Cuisinons comme les pharaons !

L’incontournable Histoire de l’alimentation (Fayard, 1996), dirigée par le regretté Jean-Louis Flandrin, débutait sur un chapitre consacré aux premières civilisations. Il faut dire cependant que ce secteur de l’historiographie, partie prenante de l’histoire de la vie privée, certes passionnant, est hélas souvent pauvre, la faute à des sources lacunaires, partielles voire absentes et à des généralisations souvent grossières.
Prenant acte de ces biais méthodologiques et de cette lacune dans la production historienne, Pierre Tallet, égyptologue, propose, avec La Cuisine des pharaons, un bel ouvrage à la fois informé et ludique.

Les sources concernant l’alimentation dans l’Egypte antique sont pauvres. L’art funéraire, retraçant la vie quotidienne de cette antiquité orientale, les résume. On n’y trouvera pas à proprement parler des recettes de cuisine mais des informations sur les pratiques alimentaires. Les peintures funéraires figurent ainsi les menus des morts chez qui était pratiquée l’ouverture de la bouche pour leur redonner l’usage de leurs sens et leur permettre de manger et de boire.
Ces informations sont cependant généralement parcellaires, le plus souvent réduites à ce qui constituait la base de l’alimentation nilotique : la bière - heneket - et le pain. Certains monuments échappent néanmoins à cette règle minimaliste : des maquettes en bois ou en céramique représentent des offrandes plus élaborées. A ces informations s’ajoutent la conservation de restes archéologiques de ces offrandes, analysables et plutôt bien conservés grâce à l’aridité du climat, quelques listes d’ingrédients dont disposaient les égyptiens et quelques textes (dont le De re coquinaria d’Apicius) : l’historien, analyste et archéologue, y ajoute une imagination corsetée par les exigences de la vraisemblance et les comparaisons avec quelques recettes traditionnelles de l’Egypte contemporaine… Mais, comme le souligne l’auteur, «l’ensemble des sources à notre disposition nous fait pressentir la richesse et la variété de la cuisine égyptienne, sans cependant nous permettre d’appréhender cet art culinaire dans ses moindres détails.» (p.63)

**Objectifs:**
1 – Relevez tous les titres d'ouvrages cités dans l'extrait sur la cuisine de l'Égypte antique.
2 – Extrayez de la liste chaque ligne où figure le mot « yellow ».
L'extrait et la liste proviennent de sources sans rapport entre elles.

**Entrées extraites:**
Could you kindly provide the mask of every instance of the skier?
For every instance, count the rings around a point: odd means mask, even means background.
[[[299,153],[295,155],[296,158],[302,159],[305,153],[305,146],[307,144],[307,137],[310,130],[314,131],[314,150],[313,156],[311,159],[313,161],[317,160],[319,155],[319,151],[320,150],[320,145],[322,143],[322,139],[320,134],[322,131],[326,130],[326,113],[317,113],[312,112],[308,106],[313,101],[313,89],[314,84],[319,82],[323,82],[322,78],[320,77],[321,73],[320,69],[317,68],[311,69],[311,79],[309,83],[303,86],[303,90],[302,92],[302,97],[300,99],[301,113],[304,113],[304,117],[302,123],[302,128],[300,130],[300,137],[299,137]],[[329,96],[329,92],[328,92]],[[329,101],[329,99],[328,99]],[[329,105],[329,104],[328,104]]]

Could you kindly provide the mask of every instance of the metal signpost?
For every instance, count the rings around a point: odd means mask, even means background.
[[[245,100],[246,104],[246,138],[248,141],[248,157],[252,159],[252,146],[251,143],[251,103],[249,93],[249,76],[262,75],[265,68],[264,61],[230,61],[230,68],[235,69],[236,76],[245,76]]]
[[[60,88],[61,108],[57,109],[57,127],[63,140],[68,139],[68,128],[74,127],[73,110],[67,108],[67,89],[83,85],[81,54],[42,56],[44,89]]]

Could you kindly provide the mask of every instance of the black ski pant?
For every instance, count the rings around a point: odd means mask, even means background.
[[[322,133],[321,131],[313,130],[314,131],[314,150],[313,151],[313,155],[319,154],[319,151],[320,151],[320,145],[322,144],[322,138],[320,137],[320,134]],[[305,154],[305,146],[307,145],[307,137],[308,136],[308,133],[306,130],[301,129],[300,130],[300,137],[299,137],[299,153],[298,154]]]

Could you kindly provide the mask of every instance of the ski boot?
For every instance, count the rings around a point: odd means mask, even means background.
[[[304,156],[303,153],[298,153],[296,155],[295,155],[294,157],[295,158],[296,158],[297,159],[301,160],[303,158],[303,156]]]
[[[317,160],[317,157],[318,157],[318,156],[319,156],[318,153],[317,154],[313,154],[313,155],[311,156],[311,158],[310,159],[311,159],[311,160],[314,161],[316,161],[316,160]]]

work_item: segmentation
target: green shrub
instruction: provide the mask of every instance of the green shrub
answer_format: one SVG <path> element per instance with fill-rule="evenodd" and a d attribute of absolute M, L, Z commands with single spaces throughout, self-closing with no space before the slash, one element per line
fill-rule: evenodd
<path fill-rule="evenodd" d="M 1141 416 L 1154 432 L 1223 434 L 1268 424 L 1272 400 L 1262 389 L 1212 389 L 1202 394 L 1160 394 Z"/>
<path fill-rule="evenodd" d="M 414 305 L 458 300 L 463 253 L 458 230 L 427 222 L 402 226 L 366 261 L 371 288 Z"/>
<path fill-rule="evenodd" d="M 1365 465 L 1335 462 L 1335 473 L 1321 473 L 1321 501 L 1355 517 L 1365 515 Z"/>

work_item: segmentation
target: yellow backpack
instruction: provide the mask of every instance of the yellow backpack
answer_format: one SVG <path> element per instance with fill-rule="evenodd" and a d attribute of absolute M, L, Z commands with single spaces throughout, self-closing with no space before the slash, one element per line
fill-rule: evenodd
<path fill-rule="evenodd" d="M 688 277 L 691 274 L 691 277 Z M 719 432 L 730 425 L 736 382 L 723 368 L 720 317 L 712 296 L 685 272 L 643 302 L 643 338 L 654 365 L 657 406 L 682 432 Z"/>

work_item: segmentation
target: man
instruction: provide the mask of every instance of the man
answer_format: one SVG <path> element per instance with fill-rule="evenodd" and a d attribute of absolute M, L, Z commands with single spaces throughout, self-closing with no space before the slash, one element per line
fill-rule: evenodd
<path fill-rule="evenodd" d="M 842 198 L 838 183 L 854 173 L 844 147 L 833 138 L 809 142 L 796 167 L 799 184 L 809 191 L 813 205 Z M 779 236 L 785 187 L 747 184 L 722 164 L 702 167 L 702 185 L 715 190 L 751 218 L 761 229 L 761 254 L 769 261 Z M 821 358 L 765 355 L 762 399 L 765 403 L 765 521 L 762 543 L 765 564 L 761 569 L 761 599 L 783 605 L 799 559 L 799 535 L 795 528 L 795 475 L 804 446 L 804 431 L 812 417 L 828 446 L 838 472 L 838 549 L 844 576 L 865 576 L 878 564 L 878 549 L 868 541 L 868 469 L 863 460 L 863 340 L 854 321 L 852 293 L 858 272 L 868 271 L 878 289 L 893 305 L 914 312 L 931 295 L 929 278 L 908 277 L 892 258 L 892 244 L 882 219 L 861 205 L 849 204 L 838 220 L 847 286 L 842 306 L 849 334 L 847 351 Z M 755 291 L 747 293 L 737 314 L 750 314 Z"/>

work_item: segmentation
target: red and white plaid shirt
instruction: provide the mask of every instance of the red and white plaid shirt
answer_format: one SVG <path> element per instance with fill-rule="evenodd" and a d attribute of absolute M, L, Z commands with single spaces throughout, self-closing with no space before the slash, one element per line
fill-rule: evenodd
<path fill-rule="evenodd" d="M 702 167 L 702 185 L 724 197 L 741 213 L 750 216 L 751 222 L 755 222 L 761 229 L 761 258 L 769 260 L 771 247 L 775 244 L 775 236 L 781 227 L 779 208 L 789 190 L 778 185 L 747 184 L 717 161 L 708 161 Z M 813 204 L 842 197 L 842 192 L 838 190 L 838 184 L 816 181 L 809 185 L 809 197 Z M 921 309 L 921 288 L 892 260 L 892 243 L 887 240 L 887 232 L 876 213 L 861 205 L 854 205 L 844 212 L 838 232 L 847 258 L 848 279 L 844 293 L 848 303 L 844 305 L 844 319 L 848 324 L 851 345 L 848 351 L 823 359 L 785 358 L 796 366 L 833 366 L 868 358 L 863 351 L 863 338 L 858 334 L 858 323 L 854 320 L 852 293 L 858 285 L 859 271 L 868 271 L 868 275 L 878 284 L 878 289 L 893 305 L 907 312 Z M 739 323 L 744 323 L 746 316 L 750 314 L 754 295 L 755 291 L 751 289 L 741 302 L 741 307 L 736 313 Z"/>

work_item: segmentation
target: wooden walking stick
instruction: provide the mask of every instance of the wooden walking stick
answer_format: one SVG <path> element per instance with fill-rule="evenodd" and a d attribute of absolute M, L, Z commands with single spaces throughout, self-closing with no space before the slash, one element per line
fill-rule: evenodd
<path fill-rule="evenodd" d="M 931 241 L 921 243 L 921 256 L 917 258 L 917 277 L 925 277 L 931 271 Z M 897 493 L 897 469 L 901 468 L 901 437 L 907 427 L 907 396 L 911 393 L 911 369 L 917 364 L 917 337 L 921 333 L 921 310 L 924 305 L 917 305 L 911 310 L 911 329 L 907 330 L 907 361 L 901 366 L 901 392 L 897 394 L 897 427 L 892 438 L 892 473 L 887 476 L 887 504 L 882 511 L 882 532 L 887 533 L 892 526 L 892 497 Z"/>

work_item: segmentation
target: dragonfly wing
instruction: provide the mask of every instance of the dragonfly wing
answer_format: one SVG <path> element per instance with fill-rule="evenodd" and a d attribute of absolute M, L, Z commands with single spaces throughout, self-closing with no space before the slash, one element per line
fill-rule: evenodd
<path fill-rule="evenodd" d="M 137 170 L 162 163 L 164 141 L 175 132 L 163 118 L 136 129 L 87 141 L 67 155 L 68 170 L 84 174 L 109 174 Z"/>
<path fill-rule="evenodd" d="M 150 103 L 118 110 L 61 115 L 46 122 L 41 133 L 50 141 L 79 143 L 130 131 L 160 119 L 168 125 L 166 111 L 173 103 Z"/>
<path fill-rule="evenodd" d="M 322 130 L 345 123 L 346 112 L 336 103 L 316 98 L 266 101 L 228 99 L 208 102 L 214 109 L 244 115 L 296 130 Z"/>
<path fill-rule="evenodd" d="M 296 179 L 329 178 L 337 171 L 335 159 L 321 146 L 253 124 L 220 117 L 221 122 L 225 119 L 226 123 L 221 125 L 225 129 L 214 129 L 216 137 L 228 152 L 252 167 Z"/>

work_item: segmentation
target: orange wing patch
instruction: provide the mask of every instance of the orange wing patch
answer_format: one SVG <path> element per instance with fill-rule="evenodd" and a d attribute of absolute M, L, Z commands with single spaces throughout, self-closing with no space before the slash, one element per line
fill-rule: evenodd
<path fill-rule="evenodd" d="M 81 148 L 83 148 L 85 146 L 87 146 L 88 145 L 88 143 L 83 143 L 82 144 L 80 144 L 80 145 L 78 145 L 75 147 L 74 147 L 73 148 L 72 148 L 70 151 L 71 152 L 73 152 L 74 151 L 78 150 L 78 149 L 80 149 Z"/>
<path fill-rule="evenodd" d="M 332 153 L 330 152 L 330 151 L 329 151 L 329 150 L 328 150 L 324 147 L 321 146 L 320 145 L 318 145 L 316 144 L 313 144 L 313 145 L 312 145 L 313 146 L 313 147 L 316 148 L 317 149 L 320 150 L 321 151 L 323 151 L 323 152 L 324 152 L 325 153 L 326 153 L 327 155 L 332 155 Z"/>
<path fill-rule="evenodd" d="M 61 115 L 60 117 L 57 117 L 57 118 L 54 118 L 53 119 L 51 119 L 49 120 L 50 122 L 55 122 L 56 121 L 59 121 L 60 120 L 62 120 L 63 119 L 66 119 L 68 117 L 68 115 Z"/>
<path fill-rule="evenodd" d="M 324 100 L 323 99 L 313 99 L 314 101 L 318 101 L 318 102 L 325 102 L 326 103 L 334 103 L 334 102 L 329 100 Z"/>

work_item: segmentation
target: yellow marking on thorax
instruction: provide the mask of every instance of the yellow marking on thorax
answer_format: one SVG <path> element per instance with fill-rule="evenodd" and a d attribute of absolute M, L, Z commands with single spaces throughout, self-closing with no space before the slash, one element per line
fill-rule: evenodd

**Réponses aux consignes:**
1 –
- Histoire de l'alimentation
- La Cuisine des pharaons
- De re coquinaria

2 –
target: yellow backpack
instruction: provide the mask of every instance of the yellow backpack
target: yellow marking on thorax
instruction: provide the mask of every instance of the yellow marking on thorax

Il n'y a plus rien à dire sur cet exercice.